┌─ Article
What was Cain's fault? Why did God reject his sacrifice but accept that of Abel?
I think it was his refusal to bear the tension of holding himself at the only spot where the life of the soul does not get snuffed out - at the border of Chaos and Order. This spot is like the confluence of co-incidences that make life possible on planet Earth.
Can this be proven? Not with any degree of certainty; after all, Jewish and Christian exegetes have struggled with the interpretation of this abstruse passage.
However, there are some clues that encourage me to think that I'm on the right track.
1. God condescends to counsel Cain, and in this part of the story, it seems that God is compassionately urging Cain to get his mindset right. So it's not as though Cain has done wrong out of malice; rather, he has "missed the mark," so to speak, and God urges him to aim better.
└─
┌─ Data lines
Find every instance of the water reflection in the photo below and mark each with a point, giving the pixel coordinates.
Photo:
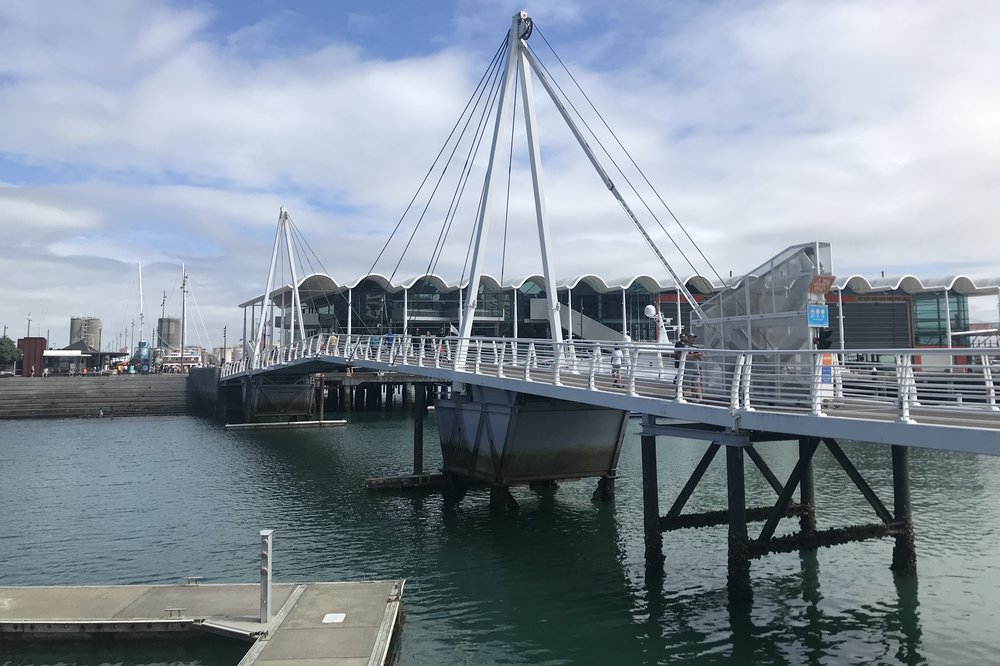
└─
#### [Work to be completed]
Write out the whole reflection on Cain's rejected sacrifice word for word. The lines aren't needed here.

#### [Exercise response]
What was Cain's fault? Why did God reject his sacrifice but accept that of Abel?
I think it was his refusal to bear the tension of holding himself at the only spot where the life of the soul does not get snuffed out - at the border of Chaos and Order. This spot is like the confluence of co-incidences that make life possible on planet Earth.
Can this be proven? Not with any degree of certainty; after all, Jewish and Christian exegetes have struggled with the interpretation of this abstruse passage.
However, there are some clues that encourage me to think that I'm on the right track.
1. God condescends to counsel Cain, and in this part of the story, it seems that God is compassionately urging Cain to get his mindset right. So it's not as though Cain has done wrong out of malice; rather, he has "missed the mark," so to speak, and God urges him to aim better.